* The problem:
Render every line of the items below as a JSON list of strings, one string per line, with blank lines skipped and the pictures left out.

* Records for this exercise:

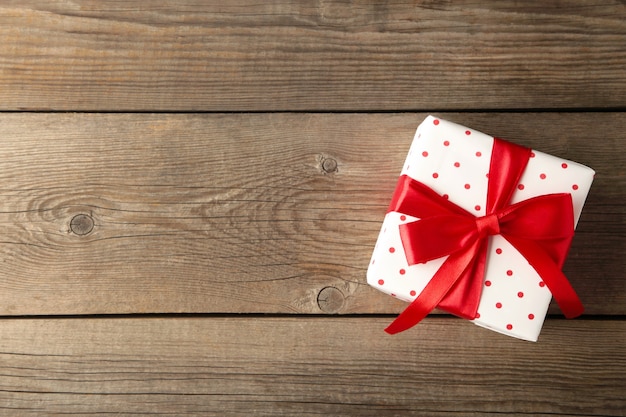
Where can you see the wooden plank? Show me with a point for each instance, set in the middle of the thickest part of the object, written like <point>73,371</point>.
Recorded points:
<point>307,366</point>
<point>234,212</point>
<point>331,55</point>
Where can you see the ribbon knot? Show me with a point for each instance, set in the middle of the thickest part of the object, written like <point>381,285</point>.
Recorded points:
<point>488,225</point>
<point>540,228</point>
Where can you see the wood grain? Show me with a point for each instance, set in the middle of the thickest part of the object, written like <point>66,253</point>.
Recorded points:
<point>302,55</point>
<point>307,366</point>
<point>233,213</point>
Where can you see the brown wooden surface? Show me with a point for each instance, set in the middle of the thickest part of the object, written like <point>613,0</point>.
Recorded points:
<point>303,55</point>
<point>234,213</point>
<point>255,210</point>
<point>307,366</point>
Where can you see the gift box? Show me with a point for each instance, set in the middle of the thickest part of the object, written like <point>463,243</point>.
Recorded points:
<point>479,227</point>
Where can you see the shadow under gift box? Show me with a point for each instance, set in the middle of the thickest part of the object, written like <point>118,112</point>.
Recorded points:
<point>454,161</point>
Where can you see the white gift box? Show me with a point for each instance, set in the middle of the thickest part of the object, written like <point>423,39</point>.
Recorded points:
<point>454,161</point>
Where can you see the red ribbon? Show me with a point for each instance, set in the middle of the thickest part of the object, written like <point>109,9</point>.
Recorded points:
<point>540,228</point>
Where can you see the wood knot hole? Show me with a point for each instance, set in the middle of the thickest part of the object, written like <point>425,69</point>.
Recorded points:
<point>329,165</point>
<point>81,224</point>
<point>330,300</point>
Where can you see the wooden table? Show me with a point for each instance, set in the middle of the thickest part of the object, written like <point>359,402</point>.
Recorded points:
<point>190,193</point>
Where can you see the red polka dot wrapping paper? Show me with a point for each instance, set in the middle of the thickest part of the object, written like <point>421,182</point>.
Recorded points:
<point>454,161</point>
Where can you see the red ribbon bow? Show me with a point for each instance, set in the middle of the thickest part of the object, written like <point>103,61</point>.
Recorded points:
<point>540,228</point>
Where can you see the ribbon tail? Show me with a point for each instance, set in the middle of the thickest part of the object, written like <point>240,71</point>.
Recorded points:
<point>557,282</point>
<point>436,289</point>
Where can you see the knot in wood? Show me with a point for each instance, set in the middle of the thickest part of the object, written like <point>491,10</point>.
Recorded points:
<point>81,224</point>
<point>329,165</point>
<point>330,300</point>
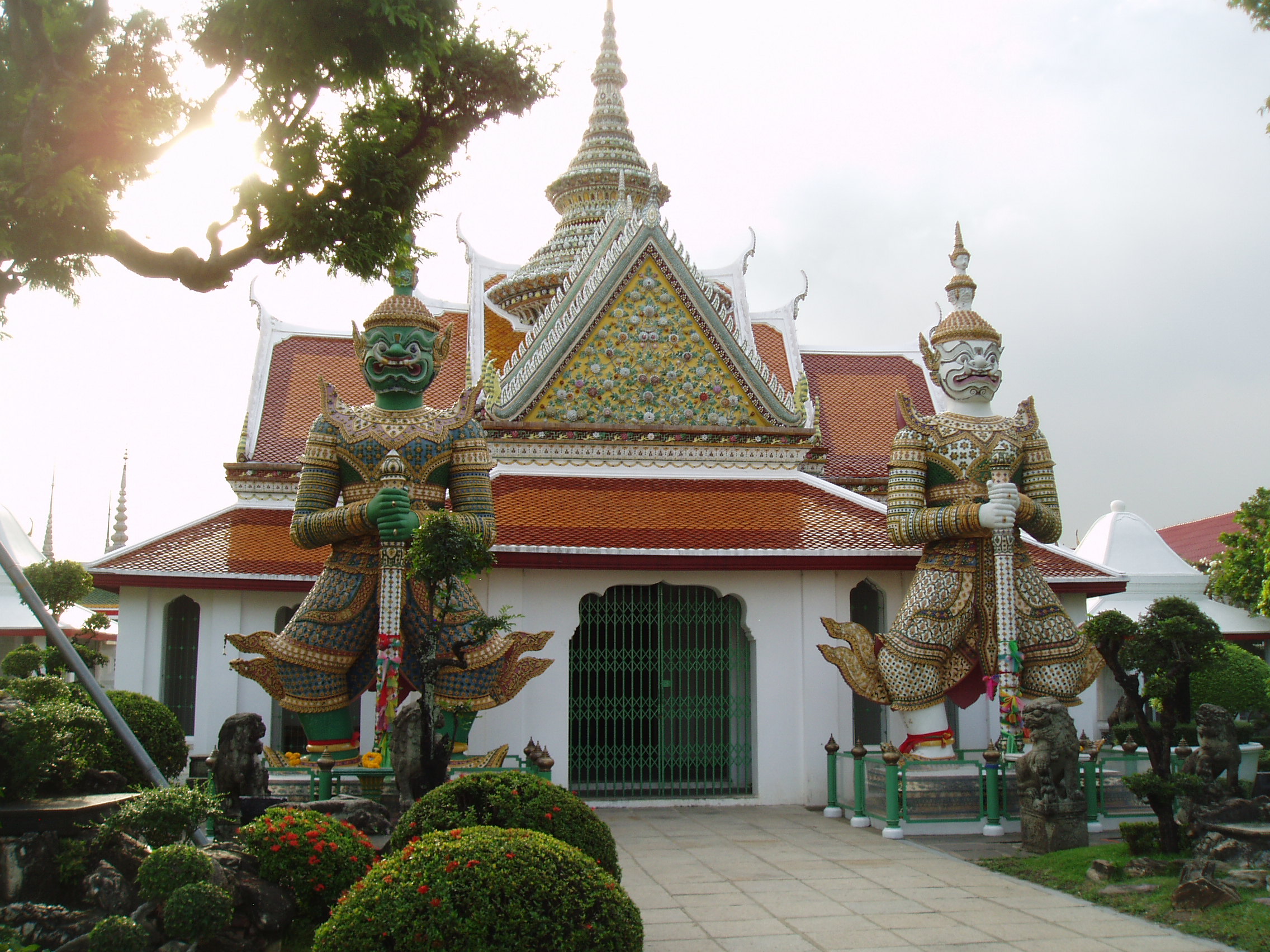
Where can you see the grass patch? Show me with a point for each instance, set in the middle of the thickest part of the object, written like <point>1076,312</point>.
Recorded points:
<point>1245,926</point>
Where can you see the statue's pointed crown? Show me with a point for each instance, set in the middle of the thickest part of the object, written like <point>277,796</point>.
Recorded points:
<point>962,323</point>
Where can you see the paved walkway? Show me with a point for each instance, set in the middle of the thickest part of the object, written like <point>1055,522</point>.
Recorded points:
<point>788,880</point>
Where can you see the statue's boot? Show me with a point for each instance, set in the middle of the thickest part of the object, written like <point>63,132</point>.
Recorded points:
<point>928,734</point>
<point>332,733</point>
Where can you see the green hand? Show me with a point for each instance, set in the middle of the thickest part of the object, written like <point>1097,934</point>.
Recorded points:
<point>390,512</point>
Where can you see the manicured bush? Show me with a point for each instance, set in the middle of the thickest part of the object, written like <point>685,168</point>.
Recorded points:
<point>1141,838</point>
<point>169,869</point>
<point>162,817</point>
<point>159,733</point>
<point>313,853</point>
<point>484,889</point>
<point>512,799</point>
<point>197,912</point>
<point>117,934</point>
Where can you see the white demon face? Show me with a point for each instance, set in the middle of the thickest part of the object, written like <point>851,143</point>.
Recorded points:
<point>969,370</point>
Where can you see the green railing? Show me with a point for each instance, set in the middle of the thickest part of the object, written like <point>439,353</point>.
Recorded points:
<point>973,786</point>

* Written answer:
[
  "Where can you see the wooden plank? Show me with a point for each instance, set in the middle of the thickest part of the object, written like <point>73,371</point>.",
  "Recorded points:",
  "<point>307,366</point>",
  "<point>234,212</point>",
  "<point>331,55</point>",
  "Where can you see the ribbon knot? Show me with a point for each instance, set in the middle of the thickest part of the object, written like <point>381,285</point>.",
  "Recorded points:",
  "<point>488,225</point>",
  "<point>540,228</point>",
  "Where can you see the wood grain? Show me with a point for each instance, set in the middle of the thickest part of the object, written like <point>66,253</point>.",
  "Recorded points:",
  "<point>302,55</point>",
  "<point>307,366</point>",
  "<point>233,213</point>",
  "Where can you see the brown wooden surface? Show me with a point for each instance, set in the middle of the thickest part of the object, written like <point>613,0</point>.",
  "Recorded points:",
  "<point>303,55</point>",
  "<point>234,213</point>",
  "<point>255,210</point>",
  "<point>307,366</point>",
  "Where can you see the gift box? Show me with a point for each instance, set in the middle of the thickest part of the object, written like <point>463,243</point>.",
  "Recorded points:",
  "<point>479,227</point>",
  "Where can you see the shadow under gift box? Show me with a point for each instance, set in the middle of the thickest part of the object, written like <point>118,112</point>.",
  "Recorded points:",
  "<point>454,161</point>",
  "Where can you see the white gift box? Show me with a point for each instance, set in the middle of the thickest part of the object, written like <point>423,39</point>.",
  "Recorded points:",
  "<point>454,161</point>",
  "Where can you see the red ribbon? Show me with a point for each instance, set in the middle of the thickest part of the object, written like <point>109,9</point>.",
  "Recorded points:",
  "<point>540,228</point>",
  "Where can you see the wood knot hole? Show me with a point for each instance, set in the middle of the thickest part of the object, written like <point>425,69</point>.",
  "Recorded points:",
  "<point>329,165</point>",
  "<point>81,224</point>",
  "<point>330,300</point>",
  "Where can you see the wooden table? Show me with a point for each instance, set in the middle of the thickest part of the object, written like <point>359,402</point>.",
  "Recorded points:",
  "<point>190,193</point>",
  "Where can you see the red polka dot wrapping paper? Show me with a point for each instance, set in the middle of the thickest part of the object, written like <point>421,182</point>.",
  "Recorded points:",
  "<point>454,161</point>",
  "Where can you see the red ribbon bow? Show me with a point for each instance, set in the middle of the thickest part of the object, written like <point>103,61</point>.",
  "Recorded points:",
  "<point>540,228</point>",
  "Where can you see the ribbon tail? Show me with a point for each instance, set in the middle of the thickest part of the object, written like <point>240,71</point>.",
  "Recorded points:",
  "<point>557,282</point>",
  "<point>436,289</point>",
  "Where can you see the knot in wood? Show me with a point for each instance, set in the middle of the thickest part of the object, written like <point>491,10</point>.",
  "Recorded points:",
  "<point>81,224</point>",
  "<point>329,165</point>",
  "<point>330,300</point>",
  "Where can you see the grass patch? Show me with a point for each instance, set in the middle of the thickest part of the object, written like <point>1076,312</point>.",
  "Recorded points:",
  "<point>1245,926</point>",
  "Where can you see the statue's pointed crown? Show me with a point for each instance, set in the middle of the thickest part of the object, written like <point>277,796</point>.",
  "Recorded points:",
  "<point>962,323</point>",
  "Where can you see the paved walkway? Show me with a point for each instance, set in the middle of the thickest part of the object, written like <point>1055,522</point>.",
  "Recorded points:",
  "<point>788,880</point>",
  "Where can you see the statue's boot? Show me with a point for each instance, set in the middle of the thickest part of the object, written like <point>63,132</point>.",
  "Recorded points:",
  "<point>928,734</point>",
  "<point>332,733</point>",
  "Where can you see the green hand? Show me with a point for each instance, set in the middle of the thickest part of the object, written like <point>1097,934</point>.",
  "Recorded points:",
  "<point>390,512</point>",
  "Where can you see the manicured bush? Show me with a point for each instance, set in the middle of the thickest part of the object, written like <point>685,168</point>.",
  "Recorded points:",
  "<point>1141,838</point>",
  "<point>169,869</point>",
  "<point>162,817</point>",
  "<point>159,733</point>",
  "<point>313,853</point>",
  "<point>484,889</point>",
  "<point>512,799</point>",
  "<point>197,912</point>",
  "<point>117,934</point>",
  "Where can you see the white demon face? Show me with a point for each instance, set in the middle of the thickest part of the object, written like <point>851,143</point>.",
  "Recorded points:",
  "<point>969,370</point>",
  "Where can you see the green railing? Show me with a point for each instance, set in the middle of the thickest part of the object, written like <point>439,353</point>.",
  "Recorded points:",
  "<point>973,786</point>"
]